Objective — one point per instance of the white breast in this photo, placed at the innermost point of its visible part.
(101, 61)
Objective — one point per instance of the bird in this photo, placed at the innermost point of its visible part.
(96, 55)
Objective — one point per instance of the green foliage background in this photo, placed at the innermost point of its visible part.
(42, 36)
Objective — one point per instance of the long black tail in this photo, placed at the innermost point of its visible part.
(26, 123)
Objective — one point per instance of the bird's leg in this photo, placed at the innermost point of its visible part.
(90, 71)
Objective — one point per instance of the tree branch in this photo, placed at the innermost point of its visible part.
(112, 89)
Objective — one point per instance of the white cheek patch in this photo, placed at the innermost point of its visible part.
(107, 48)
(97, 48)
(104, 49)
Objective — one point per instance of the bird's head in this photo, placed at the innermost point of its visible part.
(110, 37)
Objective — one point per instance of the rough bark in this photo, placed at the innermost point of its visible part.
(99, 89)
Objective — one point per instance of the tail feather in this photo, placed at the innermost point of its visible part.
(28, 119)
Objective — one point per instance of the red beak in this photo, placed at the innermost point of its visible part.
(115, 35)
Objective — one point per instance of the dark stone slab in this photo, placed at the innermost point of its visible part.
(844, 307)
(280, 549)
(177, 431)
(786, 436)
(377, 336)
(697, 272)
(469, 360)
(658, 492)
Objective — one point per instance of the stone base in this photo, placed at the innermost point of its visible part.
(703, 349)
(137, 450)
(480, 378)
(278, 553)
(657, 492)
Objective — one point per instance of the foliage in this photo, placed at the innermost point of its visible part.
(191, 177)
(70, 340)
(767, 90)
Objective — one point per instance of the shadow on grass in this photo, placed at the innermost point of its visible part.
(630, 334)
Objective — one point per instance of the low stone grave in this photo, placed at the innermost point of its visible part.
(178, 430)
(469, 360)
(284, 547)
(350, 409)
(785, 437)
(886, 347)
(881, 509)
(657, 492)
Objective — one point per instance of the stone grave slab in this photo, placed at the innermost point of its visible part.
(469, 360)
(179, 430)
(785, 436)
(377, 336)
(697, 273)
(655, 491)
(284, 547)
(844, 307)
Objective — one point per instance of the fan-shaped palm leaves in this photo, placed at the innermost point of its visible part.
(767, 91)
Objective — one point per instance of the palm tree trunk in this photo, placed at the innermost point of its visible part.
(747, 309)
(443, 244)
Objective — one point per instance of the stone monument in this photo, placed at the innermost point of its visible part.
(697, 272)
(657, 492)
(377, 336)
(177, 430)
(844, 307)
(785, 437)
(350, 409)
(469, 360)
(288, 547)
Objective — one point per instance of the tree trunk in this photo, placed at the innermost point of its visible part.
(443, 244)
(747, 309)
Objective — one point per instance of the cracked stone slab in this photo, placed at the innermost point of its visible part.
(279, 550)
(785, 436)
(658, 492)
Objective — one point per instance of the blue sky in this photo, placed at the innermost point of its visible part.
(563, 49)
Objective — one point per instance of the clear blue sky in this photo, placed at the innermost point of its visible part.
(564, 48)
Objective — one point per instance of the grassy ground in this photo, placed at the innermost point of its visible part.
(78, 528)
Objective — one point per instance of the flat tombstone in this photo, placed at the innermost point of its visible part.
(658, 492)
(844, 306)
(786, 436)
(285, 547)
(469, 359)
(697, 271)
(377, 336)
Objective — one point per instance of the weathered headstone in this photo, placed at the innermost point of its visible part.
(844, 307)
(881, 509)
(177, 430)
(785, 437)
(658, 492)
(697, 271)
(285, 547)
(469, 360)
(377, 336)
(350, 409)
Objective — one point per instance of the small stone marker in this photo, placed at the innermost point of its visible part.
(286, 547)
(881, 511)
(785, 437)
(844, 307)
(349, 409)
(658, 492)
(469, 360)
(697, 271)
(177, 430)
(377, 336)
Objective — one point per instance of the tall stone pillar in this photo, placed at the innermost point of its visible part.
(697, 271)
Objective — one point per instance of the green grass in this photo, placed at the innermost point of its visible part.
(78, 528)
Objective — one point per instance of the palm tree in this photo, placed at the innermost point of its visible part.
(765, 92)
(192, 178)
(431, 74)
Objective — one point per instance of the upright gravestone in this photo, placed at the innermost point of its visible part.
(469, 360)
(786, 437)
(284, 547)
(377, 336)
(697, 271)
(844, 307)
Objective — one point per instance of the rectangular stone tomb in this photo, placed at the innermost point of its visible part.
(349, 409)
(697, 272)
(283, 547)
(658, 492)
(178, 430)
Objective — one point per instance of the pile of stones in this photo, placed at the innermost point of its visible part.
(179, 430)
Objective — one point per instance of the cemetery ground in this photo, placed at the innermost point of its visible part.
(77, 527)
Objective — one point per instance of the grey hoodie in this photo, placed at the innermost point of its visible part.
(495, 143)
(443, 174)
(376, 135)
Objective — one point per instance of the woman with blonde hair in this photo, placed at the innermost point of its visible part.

**Task to complete:** Repeat the records above in full, character for character.

**Exercise output:**
Objective — one point per instance of the white breast in this photo, placed at the innermost point of its visible part.
(101, 61)
Objective — one point per instance of the bird in this photo, placed at the innermost point of its visible part.
(96, 55)
Objective — one point per instance of the green foliage background in this photo, placed at the innermost point of its visible part.
(42, 36)
Objective — one point per instance of the long black tail in this photo, placed at the innermost point of its visible part.
(26, 123)
Objective — one point per instance of the bird's leg in this photo, placed at the innermost point of its visible part.
(90, 71)
Objective — one point per instance of the tree branch in this photo, placed at the innermost point of its visible part.
(112, 89)
Objective — one point per instance of the white cheek patch in this photo, placed at the innermost point of its visible part.
(107, 48)
(97, 48)
(104, 49)
Objective — one point per instance of the bird's head in this photo, placed at the innermost point of its visible part.
(110, 37)
Objective — one point per instance of the rough bark in this photo, placed at the innermost point of its visible part.
(99, 89)
Objective — one point per instance of the tail feather in this photo, placed at the innermost point of its visible part.
(28, 119)
Objective — one point per instance of the red beak in this photo, placed at the innermost point of its visible part.
(115, 35)
Objective — one point per instance of the dark stone slab in this photo, placed at the innermost point of its visible part.
(844, 307)
(280, 549)
(177, 431)
(786, 436)
(377, 336)
(697, 272)
(469, 360)
(658, 492)
Objective — one point per instance of the stone base in this photo, placed at the innermost point of its visible part.
(703, 349)
(137, 450)
(480, 378)
(278, 553)
(657, 492)
Objective — one point per instance of the foliage in this photo, placed at the innermost point of its visible part.
(191, 177)
(70, 340)
(767, 90)
Objective — one point per instance of the shadow on grass in this photo, placed at the innermost point of its visible part.
(630, 334)
Objective — one point per instance of the low stone grave in this photo, placed at the innermost point of its visible part.
(178, 430)
(469, 360)
(284, 547)
(350, 409)
(785, 437)
(886, 347)
(881, 509)
(657, 492)
Objective — one point per instance of the stone grave slab in this photo, placed at the innermost point of its visible part.
(469, 360)
(179, 430)
(785, 436)
(377, 336)
(697, 273)
(655, 491)
(284, 547)
(844, 307)
Objective — one point per instance of the fan-shaped palm leaves in this photo, placed at the innermost point of its visible part.
(767, 91)
Objective — one point per instance of the palm tree trunk in this photo, placed at the innermost point of its visible part.
(747, 309)
(443, 244)
Objective — one point per instance of the stone monument in this photo, placed at the innermost point of its visible part.
(697, 272)
(657, 492)
(377, 336)
(177, 430)
(844, 307)
(785, 437)
(350, 409)
(469, 360)
(288, 547)
Objective — one point per instance of the tree trunk in this photo, placed at the innermost point of its visible part.
(443, 244)
(747, 309)
Objective — one point per instance of the cracked stone slab in this photo, placed at the innermost point of its visible part.
(279, 550)
(785, 436)
(658, 492)
Objective — one point per instance of the blue sky in this photo, placed at the innermost point of its visible part.
(563, 49)
Objective — one point per instance of the clear blue sky in this photo, placed at the innermost point of its visible part.
(564, 48)
Objective — one point per instance of the grassy ground in this photo, placed at the innermost point of its visible part.
(78, 528)
Objective — one point per instance of the flat tombstone in this photo, placed at the innermost point of its visible part.
(658, 492)
(844, 306)
(786, 436)
(285, 547)
(469, 359)
(697, 271)
(377, 336)
Objective — one point per instance of the weathered headstone in this photo, placed at the innermost point of its visible part.
(844, 307)
(881, 509)
(177, 430)
(785, 437)
(658, 492)
(697, 271)
(285, 547)
(469, 360)
(377, 336)
(350, 409)
Objective — one point per instance of the small stone marker in this photo, placed at the innermost point of its visible part.
(286, 547)
(881, 511)
(785, 437)
(844, 307)
(349, 409)
(658, 492)
(469, 360)
(697, 271)
(177, 430)
(377, 336)
Objective — one point per instance of the tall stone pillar in this photo, placed at the innermost point of its visible part.
(697, 271)
Objective — one point per instance of the green grass in this photo, placed at the innermost point of its visible part.
(78, 528)
Objective — one point per instance of the palm tree in this photo, placed at the innermost point of its visible part.
(765, 92)
(192, 178)
(431, 74)
Objective — one point per instance of the upright gravestone in this photo, placed at the innermost point of its visible part.
(469, 360)
(786, 437)
(284, 547)
(377, 336)
(697, 271)
(844, 307)
Objective — one point per instance of the rectangular stone tomb in this photo, placed at the innermost point of its visible part.
(349, 409)
(697, 272)
(283, 547)
(658, 492)
(178, 430)
Objective — one point per instance of the pile of stones in this photo, placed at the innermost point of its visible part.
(179, 430)
Objective — one point per instance of the cemetery ground in this photo, placed at the innermost point of its visible part.
(77, 527)
Objective — one point per instance of the grey hoodie in this photo, placed at the innermost point of its visible part.
(495, 143)
(443, 174)
(376, 135)
Objective — one point per instance of the woman with blonde hair in this photo, placed at the innermost point of its visible part.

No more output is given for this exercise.